- _Document segment_
Omnibus bills make it too easy to slide things into law that shouldn’t be. They are simply unmanageable.
Pelosi’s intransigence on a clean bill and her desire to use the zero availability of COVID relief funds to bash Trump and Republicans as heartless during the campaign season actually opened the door for Trump to do something that likely wouldn’t have happened even if a compromise deal had been reached, which was to cut the benefits from $600 to $400 without looking like the bad guy.
You already heard complaints from people in the restaurant and hospitality sectors over the past two months, as businesses reopened, that they weren’t getting all their employees back, because they were saying they could either take home more money with the $600 benefit, or their coronavirus fears made them think the $600 was the better option. Trump’s EO cuts it by a third, and offers more of a motivation for those who can go back to work to do so. But because Pelosi was willing to hold out and let those same people have $0 in the upcoming weeks, she and other Democrats’ complaints that $400 isn’t enough don’t have the impact they would have in a negotiation situation.
The deal for the Democrats was always that the media would spin it so that Trump, and not them, would get the blame for the $0 situation. Now if they sue to block the EO, they’re the ones trying to take the payments back down from $400 to $0 (though this won’t stop them from trotting out people in the near future saying they can’t survive on $400 because of Trump).
It’s not 400 a week. It’s 400 + whatever they would get from their states unemployment system.
In NC I was laid off for a month.
The payments were 600 +300 from the state for 900/week.
Me too! Uhhh, what’s a whillywhas?
I heard a news report (for what it’s worth) that Trump ordered his underlings to search for a way to divert other funds to pay people’s mortgages, college loans, and business rent. I’m thinking, when I hear that, if our government has that kind of money to “divert”…in other words, layin’ around…then why the heck do I have to pay all these taxes?
I’m just happy to hear the President is suspending the payroll tax on those earning less than $100,000 a year for both the employee and the employer. This is the most regressive and damaging income tax on low income individuals and small businesses. My hope is that this will draw enough attention to have this made permanent.
Because those over $100000 do not deserve any help?
Don’t try to attribute your words to me.
@rodin What does “pet the unicorn” mean? I googled it, but I couldn’t find anything that fit with this context. :-)
Dunno, but if the crowd leaves it up to my imagination, it’ll be dirty.
whillywha definition: Noun (plural whillywhas) 1. (Scotland) [you know, sometimes it’s better just to use your imagination]
Its an expression that came to my mind when I realized that Trump was doing something that was completely in line with the kind of magical utopian thinking that progressives promote. And thus, they could only sit there with mouth agape wonder and no response. And their own weapon was being turned on them.
Does Biden sniff the Unicorn?
E pluribus Unicorn.
I sure hope that one catches on.
Yes, and to him it smells like cotton candy.
It was all Kabuki Theater.
https://www.sfchronicle.com/politics/article/California-can-t-pay-for-Trump-s-jobless-15473142.php
I don’t know the budget. Newsome is saying that if they were to apply for the funding that they wouldn’t be able to pony up the 25% they’d need to pay (to get the emergency funds totaling $400 the states would need to pay $100 of it). This could just be a brute fact. It could be that he is seeing how this polls. Cali is so democratic that it is a safe place to float out a way to oppose Trump’s plan. I figured a few states may not apply for the money. I figured if Cali did it it would be for political gamesmanship. But maybe they don’t have it. Maybe they haven’t looked hard enough. I don’t know. But it will be interesting to see how this evolves going forward. Are states allowed to use CARES money? A lot of them haven’t spent all of it or even most of it.
Wile E. Coyote. I believe it was on his mailbox, and all the packages Acme sent him.
Well, that’s kinda what I was thinkin’.

- _Data excerpts_
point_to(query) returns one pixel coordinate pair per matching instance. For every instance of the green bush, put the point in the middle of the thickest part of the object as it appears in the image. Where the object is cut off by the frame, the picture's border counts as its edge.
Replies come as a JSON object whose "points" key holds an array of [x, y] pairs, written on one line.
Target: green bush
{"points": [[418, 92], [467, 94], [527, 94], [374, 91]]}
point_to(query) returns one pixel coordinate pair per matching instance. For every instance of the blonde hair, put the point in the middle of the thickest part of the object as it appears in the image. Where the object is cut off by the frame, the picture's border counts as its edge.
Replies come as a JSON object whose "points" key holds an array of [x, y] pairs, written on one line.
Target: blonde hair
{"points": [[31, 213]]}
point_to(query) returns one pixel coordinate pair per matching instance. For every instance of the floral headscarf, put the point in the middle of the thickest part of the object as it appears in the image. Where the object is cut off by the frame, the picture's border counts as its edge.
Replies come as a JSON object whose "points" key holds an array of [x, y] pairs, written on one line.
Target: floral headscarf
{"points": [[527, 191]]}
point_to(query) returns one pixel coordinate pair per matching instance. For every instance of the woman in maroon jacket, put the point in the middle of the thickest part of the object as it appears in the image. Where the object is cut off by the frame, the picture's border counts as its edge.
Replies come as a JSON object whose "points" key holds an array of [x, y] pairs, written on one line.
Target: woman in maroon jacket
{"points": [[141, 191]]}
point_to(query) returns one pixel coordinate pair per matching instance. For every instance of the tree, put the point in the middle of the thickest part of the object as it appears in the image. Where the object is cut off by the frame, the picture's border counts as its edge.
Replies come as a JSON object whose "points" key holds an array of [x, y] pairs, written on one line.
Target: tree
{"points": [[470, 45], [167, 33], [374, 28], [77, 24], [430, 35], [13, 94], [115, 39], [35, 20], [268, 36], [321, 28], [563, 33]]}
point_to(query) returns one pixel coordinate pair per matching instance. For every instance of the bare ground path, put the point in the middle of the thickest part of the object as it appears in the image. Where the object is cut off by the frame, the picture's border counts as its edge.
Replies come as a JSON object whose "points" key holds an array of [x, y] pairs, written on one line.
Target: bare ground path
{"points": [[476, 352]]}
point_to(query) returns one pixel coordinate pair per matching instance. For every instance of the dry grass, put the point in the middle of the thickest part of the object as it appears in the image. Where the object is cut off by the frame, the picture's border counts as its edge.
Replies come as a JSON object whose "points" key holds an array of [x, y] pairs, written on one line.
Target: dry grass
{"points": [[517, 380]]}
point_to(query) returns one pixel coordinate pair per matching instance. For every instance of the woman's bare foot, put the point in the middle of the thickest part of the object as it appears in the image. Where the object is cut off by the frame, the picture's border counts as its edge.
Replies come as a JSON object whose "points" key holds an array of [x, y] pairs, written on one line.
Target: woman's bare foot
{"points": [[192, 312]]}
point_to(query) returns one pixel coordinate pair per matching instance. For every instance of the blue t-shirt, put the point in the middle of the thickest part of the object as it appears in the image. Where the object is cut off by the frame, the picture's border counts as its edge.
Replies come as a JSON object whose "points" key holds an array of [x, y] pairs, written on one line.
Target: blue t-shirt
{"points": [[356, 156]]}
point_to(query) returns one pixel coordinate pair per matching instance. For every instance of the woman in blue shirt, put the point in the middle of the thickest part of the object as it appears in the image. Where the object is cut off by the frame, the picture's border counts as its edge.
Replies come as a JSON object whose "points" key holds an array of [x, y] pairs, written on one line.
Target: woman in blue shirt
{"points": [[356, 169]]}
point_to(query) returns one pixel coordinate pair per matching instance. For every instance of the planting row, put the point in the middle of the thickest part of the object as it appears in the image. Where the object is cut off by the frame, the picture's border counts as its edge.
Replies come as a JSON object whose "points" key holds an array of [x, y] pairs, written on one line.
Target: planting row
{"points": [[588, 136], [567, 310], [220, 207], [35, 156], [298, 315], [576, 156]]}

- _Work task 1_
Copy the passage from the comment thread on unemployment benefits above, between "It’s not 400" and "state for 900/week.", inclusive.
- _Work task 2_
Translate this sentence from the comment thread on unemployment benefits into Spanish: "This is the most regressive and damaging income tax on low income individuals and small businesses."

- _Expected answer 1_
It’s not 400 a week. It’s 400 + whatever they would get from their states unemployment system.
In NC I was laid off for a month.
The payments were 600 +300 from the state for 900/week.

- _Expected answer 2_
Este es el impuesto sobre la renta más regresivo y perjudicial para las personas de bajos ingresos y las pequeñas empresas.